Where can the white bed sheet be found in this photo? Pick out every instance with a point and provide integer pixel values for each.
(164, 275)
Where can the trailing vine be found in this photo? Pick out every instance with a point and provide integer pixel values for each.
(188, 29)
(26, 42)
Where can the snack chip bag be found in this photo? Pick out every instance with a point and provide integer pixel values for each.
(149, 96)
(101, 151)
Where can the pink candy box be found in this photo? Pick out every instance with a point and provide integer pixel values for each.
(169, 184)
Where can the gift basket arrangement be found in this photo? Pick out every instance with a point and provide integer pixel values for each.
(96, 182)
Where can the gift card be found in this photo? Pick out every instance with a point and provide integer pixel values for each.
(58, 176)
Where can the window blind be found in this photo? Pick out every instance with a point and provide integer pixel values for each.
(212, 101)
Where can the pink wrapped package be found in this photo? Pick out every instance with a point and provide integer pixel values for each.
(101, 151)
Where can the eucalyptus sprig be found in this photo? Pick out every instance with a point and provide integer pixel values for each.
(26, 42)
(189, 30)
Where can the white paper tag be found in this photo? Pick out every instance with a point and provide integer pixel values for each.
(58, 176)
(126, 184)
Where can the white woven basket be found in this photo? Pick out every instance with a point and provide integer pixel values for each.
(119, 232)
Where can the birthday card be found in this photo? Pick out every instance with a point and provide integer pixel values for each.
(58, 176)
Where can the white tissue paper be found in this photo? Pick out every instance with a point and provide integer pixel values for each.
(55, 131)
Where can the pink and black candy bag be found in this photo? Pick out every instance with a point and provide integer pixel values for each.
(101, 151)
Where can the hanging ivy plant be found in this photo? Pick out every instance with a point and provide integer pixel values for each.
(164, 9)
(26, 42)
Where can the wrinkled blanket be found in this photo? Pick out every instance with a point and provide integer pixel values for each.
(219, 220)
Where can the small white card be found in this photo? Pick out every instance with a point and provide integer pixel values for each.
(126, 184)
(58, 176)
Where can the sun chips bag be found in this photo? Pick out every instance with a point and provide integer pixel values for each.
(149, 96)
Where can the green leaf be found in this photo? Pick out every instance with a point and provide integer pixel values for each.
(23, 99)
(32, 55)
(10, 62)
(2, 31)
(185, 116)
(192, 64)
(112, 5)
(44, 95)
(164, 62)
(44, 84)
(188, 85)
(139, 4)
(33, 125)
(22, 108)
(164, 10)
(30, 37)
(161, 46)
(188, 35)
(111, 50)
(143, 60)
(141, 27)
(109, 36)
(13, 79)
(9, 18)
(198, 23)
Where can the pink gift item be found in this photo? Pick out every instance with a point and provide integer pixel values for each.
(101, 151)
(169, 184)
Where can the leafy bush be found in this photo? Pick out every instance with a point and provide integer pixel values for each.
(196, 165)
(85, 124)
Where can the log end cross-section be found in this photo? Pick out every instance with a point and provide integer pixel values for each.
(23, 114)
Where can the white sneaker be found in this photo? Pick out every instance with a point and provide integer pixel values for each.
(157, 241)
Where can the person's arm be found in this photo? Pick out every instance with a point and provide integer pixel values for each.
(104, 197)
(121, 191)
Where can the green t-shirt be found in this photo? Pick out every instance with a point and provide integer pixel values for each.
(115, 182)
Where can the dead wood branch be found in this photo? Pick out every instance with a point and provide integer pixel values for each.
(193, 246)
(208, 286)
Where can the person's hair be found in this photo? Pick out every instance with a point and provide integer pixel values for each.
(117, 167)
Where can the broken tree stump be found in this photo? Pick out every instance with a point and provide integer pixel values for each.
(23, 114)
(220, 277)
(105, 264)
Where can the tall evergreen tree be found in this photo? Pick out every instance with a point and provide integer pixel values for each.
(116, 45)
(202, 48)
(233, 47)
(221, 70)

TASK STATEMENT ::
Repeat all the material, keeping each line identical.

YOUR RESPONSE ::
Where can the white bed sheet be found in this photo? Pick out every instance with a point and provide integer pixel values for each.
(164, 275)
Where can the trailing vine be found in this photo? Pick out every instance with a point and provide integer pixel values for each.
(188, 29)
(26, 42)
Where can the snack chip bag be found in this photo? Pick out every instance with a point and provide integer pixel values for each.
(149, 96)
(101, 151)
Where can the pink candy box be found in this photo? Pick out every instance with a point and provide integer pixel values for each.
(169, 184)
Where can the gift basket arrangement be found in this photo? Pick out every instance with a point and provide integer pixel values for each.
(96, 182)
Where can the gift card be found in this photo? Pick out every instance with a point and provide integer pixel values for each.
(58, 176)
Where can the window blind be found in this photo? Pick out every instance with a point and provide integer pixel values for each.
(212, 101)
Where can the pink wrapped package be found in this photo? Pick out every instance with a point and provide integer pixel values for each.
(101, 151)
Where can the eucalyptus sprig be found in this photo? Pick out every instance with a point and provide integer pixel values for each.
(26, 42)
(189, 30)
Where can the white paper tag be found in this photo? Pick out every instance with a point and provide integer pixel values for each.
(58, 176)
(126, 184)
Where can the white woven basket be found in this photo? Pick out every instance with a point and provide integer pixel values for each.
(119, 232)
Where can the birthday card be found in this photo? Pick out every instance with a point and provide integer pixel values for each.
(58, 176)
Where can the white tissue paper be found in this photo? Pick out every instance with a point and provide integer pixel values for each.
(55, 131)
Where can the pink and black candy bag be found in this photo? Pick out every instance with a point and provide integer pixel values for each.
(101, 151)
Where can the hanging ivy plant be found in this photo? Pick out every instance with a point and provide integer pixel values for each.
(164, 9)
(26, 42)
Where can the wrinkled blanket be found in this photo? Pick out every instance with a point and provide integer pixel values for each.
(219, 220)
Where can the small white card be found in this photo? Pick out every instance with a point and provide integer pixel values for each.
(126, 184)
(58, 176)
Where can the sun chips bag be found in this photo? Pick out every instance with a point and provide integer pixel values for each.
(149, 96)
Where can the green leaf be found in this photo? Pick out every instance with a point and provide integer pixel values for each.
(23, 99)
(32, 55)
(10, 62)
(2, 31)
(185, 116)
(192, 64)
(112, 5)
(44, 95)
(164, 62)
(44, 84)
(188, 85)
(139, 4)
(33, 125)
(22, 108)
(164, 10)
(30, 37)
(161, 46)
(188, 35)
(111, 50)
(143, 60)
(141, 27)
(109, 36)
(13, 79)
(9, 18)
(198, 23)
Where can the pink gift item be found in this photo? Pick out every instance with a point and provide integer pixel values for each.
(101, 151)
(169, 184)
Where can the leafy bush be found in this photo? Pick out every instance with a point and provide integer pixel values for each.
(196, 165)
(85, 124)
Where can the log end cross-section be found in this photo? Pick out every instance with a point and provide integer pixel values for each.
(23, 114)
Where can the white sneaker be found in this photo? Pick out every instance with a point and provide integer pixel values for each.
(157, 241)
Where can the person's arm be found in this photo? Pick out every instance with a point and provide integer pixel values for each.
(104, 197)
(121, 191)
Where can the green t-shirt be found in this photo? Pick out every instance with a point and provide integer pixel values for each.
(115, 182)
Where can the dead wood branch be found in this photo? Pick out every instance with a point and provide integer pixel values for each.
(193, 246)
(208, 286)
Where can the person's hair be found in this photo? Pick out every instance with a point and provide integer pixel values for each.
(117, 167)
Where can the broken tree stump be found in this photo? Pick out every instance with a point and provide integer pixel values for each.
(23, 114)
(220, 277)
(105, 264)
Where can the tall evergreen tree be found in this photo? Pick out every instance with a point and provide integer pixel values for each.
(116, 45)
(202, 48)
(233, 47)
(221, 70)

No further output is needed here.